YOUR TASK =
Write out precisely the lines beginning with the line that contains "Check that every instance of the clear" and ending with the last line of the entries, and no other lines.

MATERIAL =
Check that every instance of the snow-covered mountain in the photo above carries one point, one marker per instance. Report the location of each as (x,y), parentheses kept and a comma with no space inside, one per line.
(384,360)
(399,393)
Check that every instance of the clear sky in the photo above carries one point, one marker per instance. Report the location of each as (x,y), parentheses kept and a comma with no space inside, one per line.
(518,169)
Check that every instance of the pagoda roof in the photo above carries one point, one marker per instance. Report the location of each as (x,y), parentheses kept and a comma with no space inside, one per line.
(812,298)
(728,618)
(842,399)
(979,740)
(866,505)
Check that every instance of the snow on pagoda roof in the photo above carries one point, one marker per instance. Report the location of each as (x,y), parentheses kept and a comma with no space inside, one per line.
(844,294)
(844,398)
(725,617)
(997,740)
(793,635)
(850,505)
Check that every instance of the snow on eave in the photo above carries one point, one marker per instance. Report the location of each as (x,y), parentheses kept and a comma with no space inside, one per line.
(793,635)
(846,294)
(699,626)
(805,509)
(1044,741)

RESPONSE =
Check that every instance of the clear sky in the photo above carries one point, one marker per instance. Report the location of each as (x,y), parentheses kept and a comma with no space inside, one per line.
(518,169)
Check that every instance of the pagoda roof in the photo above carries one point, one marker per instance. Report the location of each as (x,y), parentheses kept and a comma with no space inside, one per line.
(812,298)
(728,618)
(842,399)
(979,740)
(866,505)
Check that every instance of the snow on pagoda roof in the photo above carries one point, one marker per instance. Report the location of each as (x,y), parentheses kept and a comma with no space inside, one per line.
(844,294)
(844,398)
(725,617)
(997,740)
(793,635)
(850,505)
Check that every instance of the snow on eave in the photo above carries one point, one marker per instance. Report the location of each as (x,y), parentheses kept and a comma with no space inside, one per line.
(793,635)
(846,294)
(699,626)
(805,509)
(1044,741)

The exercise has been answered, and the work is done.